• _TASK STATEMENT_
Go to the line holding "Note: spot each instance of the red lifeguard" in the entries below and write out exactly every line down to and including the line holding "Note: spot each instance of the white dining".

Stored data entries
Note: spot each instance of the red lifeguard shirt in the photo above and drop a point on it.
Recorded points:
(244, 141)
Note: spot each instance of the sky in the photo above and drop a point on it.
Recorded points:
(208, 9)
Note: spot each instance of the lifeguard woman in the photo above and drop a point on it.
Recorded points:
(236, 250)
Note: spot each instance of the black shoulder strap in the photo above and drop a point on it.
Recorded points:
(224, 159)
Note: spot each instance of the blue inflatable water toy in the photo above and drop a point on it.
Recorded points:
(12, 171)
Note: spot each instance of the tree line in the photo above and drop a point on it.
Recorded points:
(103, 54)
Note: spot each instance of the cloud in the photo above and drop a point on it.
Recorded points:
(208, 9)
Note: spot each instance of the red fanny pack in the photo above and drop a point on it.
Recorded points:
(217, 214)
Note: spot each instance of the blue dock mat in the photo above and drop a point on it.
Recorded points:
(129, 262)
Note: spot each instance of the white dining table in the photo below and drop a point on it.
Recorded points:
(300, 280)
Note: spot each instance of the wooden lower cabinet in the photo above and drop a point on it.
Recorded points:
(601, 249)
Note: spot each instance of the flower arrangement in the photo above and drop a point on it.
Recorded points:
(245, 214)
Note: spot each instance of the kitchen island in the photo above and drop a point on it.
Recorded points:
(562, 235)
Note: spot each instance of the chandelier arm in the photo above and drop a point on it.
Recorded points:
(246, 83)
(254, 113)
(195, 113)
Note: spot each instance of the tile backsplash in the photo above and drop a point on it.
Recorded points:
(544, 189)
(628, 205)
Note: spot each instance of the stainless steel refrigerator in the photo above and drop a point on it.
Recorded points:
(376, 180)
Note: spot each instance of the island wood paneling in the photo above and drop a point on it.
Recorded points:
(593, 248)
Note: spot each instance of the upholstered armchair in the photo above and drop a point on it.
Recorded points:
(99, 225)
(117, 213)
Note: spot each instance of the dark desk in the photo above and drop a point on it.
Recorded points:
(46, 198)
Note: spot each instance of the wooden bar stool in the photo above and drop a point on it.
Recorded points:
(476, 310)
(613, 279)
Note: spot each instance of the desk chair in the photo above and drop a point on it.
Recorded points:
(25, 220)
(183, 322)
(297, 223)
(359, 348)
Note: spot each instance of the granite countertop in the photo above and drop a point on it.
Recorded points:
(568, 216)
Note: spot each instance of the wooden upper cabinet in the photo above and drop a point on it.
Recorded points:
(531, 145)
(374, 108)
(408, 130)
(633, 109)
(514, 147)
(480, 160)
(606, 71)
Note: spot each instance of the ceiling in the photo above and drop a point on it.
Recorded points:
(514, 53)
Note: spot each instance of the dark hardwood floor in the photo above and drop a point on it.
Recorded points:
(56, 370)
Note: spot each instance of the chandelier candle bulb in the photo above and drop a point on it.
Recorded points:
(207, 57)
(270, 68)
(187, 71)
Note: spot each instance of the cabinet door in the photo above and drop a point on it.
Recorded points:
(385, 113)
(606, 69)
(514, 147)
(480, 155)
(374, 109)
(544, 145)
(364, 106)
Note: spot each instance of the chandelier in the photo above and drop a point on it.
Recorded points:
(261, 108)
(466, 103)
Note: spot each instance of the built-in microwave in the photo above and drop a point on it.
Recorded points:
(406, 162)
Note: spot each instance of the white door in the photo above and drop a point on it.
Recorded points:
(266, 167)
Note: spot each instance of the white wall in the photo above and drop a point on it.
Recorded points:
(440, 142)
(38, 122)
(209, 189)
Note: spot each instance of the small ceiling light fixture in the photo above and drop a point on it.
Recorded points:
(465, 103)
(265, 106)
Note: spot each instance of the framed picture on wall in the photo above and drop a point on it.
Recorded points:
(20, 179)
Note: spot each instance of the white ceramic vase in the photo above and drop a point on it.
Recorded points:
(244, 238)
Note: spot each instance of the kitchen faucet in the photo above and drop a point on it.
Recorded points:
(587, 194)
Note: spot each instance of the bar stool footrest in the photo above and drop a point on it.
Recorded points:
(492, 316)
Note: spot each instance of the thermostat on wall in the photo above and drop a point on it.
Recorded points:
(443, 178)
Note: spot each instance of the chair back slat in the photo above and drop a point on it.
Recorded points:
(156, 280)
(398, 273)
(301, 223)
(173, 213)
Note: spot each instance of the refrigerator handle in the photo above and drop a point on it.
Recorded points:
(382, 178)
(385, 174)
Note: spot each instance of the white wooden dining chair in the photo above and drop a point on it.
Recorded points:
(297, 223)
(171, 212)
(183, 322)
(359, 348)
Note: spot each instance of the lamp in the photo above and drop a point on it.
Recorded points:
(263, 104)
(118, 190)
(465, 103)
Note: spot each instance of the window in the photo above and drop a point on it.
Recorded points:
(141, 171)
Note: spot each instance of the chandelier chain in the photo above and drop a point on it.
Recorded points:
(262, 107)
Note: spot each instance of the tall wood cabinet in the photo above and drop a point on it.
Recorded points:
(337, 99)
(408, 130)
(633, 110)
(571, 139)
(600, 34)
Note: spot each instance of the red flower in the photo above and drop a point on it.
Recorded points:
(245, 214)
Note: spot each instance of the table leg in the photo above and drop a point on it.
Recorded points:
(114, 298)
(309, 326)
--
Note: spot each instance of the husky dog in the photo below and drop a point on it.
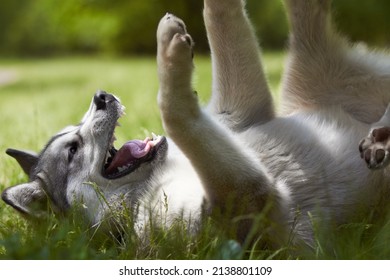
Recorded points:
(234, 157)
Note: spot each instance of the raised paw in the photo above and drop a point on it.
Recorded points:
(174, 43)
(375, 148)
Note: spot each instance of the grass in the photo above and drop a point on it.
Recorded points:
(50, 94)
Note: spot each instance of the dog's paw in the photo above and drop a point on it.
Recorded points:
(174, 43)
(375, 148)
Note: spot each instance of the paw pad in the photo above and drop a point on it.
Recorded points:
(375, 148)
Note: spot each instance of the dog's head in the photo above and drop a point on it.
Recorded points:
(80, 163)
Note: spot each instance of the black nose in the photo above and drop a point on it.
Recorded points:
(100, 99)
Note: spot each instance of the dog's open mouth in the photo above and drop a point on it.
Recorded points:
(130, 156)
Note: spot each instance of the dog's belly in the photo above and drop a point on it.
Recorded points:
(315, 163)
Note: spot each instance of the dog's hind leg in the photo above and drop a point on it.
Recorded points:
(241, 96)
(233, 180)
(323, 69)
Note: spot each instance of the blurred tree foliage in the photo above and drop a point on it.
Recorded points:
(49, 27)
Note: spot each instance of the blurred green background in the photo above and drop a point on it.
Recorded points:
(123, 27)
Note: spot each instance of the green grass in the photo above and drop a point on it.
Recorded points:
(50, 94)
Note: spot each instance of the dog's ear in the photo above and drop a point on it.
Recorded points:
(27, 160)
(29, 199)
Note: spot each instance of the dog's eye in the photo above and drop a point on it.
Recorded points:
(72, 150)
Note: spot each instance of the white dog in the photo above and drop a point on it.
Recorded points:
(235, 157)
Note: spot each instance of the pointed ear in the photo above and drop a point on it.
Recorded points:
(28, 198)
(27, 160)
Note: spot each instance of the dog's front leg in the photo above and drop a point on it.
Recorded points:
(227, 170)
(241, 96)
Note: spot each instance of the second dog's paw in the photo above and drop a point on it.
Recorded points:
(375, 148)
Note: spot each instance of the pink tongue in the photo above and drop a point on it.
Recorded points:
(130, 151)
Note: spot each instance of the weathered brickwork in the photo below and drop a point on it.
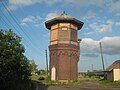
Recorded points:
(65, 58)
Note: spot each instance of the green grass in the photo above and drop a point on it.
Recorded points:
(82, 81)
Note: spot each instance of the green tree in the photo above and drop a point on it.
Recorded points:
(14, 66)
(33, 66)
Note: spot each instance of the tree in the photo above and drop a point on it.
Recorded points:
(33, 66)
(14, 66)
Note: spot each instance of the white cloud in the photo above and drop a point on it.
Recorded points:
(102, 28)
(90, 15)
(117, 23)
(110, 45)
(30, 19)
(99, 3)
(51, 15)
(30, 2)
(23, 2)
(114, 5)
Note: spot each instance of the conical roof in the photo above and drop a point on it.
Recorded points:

• _ANSWER SPACE_
Note: spot each instance of the red lifeguard shirt in the photo above and drop a point on it.
Recorded points:
(244, 141)
Note: spot each instance of the sky in the photo above and drop a point on it.
Recorded points:
(208, 9)
Note: spot each instance of the lifeguard woman in the photo above and drop a point on it.
Recorded points:
(236, 250)
Note: spot each instance of the black shoulder strap in the photo above and drop a point on it.
Recorded points:
(224, 159)
Note: spot each instance of the blue inflatable water toy in the photo above and drop a point on it.
Recorded points:
(12, 171)
Note: spot each instance of the tree line in the photo above and drop a point on it.
Recorded points:
(103, 54)
Note: spot each instance of the cloud in the photo above and drop a point on it.
Recorded points:
(208, 9)
Note: spot each instance of the red fanny pack in the photo above and drop a point on it.
Recorded points:
(217, 214)
Note: spot each instance of the blue dock mat in the photo above and drop a point on it.
Recorded points:
(129, 262)
Note: spot each instance of the white dining table in the photo below and drop a point on it.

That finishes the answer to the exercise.